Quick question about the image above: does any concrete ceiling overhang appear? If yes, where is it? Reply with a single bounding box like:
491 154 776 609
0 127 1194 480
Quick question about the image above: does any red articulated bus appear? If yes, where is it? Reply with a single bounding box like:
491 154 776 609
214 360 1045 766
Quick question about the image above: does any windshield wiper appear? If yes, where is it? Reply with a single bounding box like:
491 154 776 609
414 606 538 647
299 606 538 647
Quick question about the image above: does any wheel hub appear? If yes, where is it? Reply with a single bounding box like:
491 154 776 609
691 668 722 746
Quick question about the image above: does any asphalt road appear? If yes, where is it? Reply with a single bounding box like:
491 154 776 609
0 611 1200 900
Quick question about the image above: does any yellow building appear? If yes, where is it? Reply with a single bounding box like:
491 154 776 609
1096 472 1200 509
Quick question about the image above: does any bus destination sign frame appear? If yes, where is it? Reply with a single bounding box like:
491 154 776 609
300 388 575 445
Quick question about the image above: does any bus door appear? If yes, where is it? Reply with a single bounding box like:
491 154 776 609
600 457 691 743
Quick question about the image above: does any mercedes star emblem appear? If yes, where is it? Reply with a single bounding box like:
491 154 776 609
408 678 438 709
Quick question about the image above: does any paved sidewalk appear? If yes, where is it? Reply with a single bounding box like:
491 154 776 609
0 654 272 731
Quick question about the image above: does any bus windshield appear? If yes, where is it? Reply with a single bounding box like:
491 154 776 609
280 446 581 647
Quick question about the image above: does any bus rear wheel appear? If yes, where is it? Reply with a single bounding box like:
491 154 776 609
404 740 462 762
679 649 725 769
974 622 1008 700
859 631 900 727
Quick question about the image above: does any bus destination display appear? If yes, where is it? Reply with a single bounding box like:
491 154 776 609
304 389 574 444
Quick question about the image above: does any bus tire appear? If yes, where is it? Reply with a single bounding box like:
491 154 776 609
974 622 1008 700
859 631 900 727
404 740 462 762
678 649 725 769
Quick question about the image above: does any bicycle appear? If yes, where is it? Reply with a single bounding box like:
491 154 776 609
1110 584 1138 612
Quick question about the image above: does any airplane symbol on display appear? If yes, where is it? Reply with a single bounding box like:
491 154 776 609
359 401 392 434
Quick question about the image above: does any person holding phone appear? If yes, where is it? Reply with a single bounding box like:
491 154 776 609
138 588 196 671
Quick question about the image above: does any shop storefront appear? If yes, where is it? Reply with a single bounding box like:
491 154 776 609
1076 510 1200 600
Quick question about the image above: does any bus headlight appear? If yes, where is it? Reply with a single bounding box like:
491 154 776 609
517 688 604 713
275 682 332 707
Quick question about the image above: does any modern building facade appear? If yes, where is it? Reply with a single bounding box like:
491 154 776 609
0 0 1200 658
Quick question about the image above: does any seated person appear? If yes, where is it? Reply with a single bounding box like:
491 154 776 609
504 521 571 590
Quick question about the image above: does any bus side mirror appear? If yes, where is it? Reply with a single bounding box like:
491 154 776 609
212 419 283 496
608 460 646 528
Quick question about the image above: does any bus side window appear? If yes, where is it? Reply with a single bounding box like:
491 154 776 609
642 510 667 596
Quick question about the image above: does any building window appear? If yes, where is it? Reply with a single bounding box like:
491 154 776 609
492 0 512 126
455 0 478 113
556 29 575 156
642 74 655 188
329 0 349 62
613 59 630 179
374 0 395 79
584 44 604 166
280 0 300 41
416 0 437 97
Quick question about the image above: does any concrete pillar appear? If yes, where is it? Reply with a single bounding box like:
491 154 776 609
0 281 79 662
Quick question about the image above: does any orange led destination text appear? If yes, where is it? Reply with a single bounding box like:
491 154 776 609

Task details:
List every line in the records that contains the string "wheel".

Solution to this problem:
Quick question about the image above: does any wheel hub appear? If yes, where is it? Reply with a single bounding box like:
Quick question about the image above: does any bus rear wheel appear? If yes, where is it? Reply with a single bounding box like:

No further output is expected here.